• **CONSIGNE DONNÉE 1**: Dans l'extrait consacré à la distribution automobile, relevez toutes les clauses que le texte cite comme exemples de stipulations contraires au principe de liberté de concurrence.
• **CONSIGNE DONNÉE 2**: Transcrivez fidèlement le passage de l'extrait consacré à la distribution automobile qui commence par « Aussi, au plan » et se poursuit jusqu'à « de la concurrence. ».

• **EXTRAIT RETENU**:
II. MODERNISER SANS L'AFFAIBLIR LE RÉGIME DE LA DISTRIBUTION AUTOMOBILE
A. UNE ORGANISATION VERTICALE AUX SPÉCIFICITÉS JUSQU'ALORS RECONNUES ET ENCADRÉES PAR LE DROIT EUROPÉEN
La
distribution automobile est organisée autour d'un réseau
limité de distributeurs, liés au constructeur par un contrat qui
peut, à divers égards, contenir des clauses contraires à
certains principes du droit européen et, notamment, au
principe de
liberté de concurrence
posé par le Traité instituant
la Communauté européenne (Traité de Rome). Tel est
notamment le cas de
l'exclusivité territoriale
octroyée
aux concessionnaires, de la limitation pour ces derniers de leur droit à
représenter d'autres marques
concurrentes, ou de
l'interdiction de revente
faite aux distributeurs non
agréés.
Aussi, au plan juridique, cette forme de distribution sélective
doit-elle expressément être autorisée par la Commission
européenne, dotée de pouvoirs étendus en matière de
droit de la concurrence.

• **DONNÉES ENREGISTRÉES**:
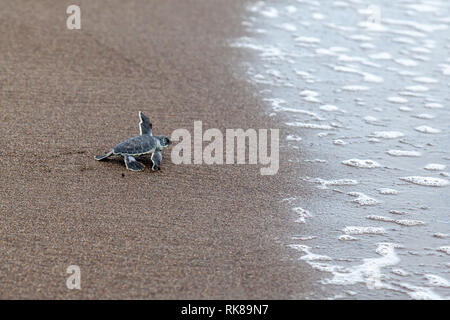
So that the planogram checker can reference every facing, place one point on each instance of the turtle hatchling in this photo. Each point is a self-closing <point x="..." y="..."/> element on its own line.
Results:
<point x="145" y="143"/>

• **CORRIGÉ DÉTAILLÉ 1**:
- L'exclusivité territoriale octroyée aux concessionnaires
- La limitation, pour les concessionnaires, de leur droit à représenter d'autres marques concurrentes
- L'interdiction de revente faite aux distributeurs non agréés

• **CORRIGÉ DÉTAILLÉ 2**:
Aussi, au plan juridique, cette forme de distribution sélective
doit-elle expressément être autorisée par la Commission
européenne, dotée de pouvoirs étendus en matière de
droit de la concurrence.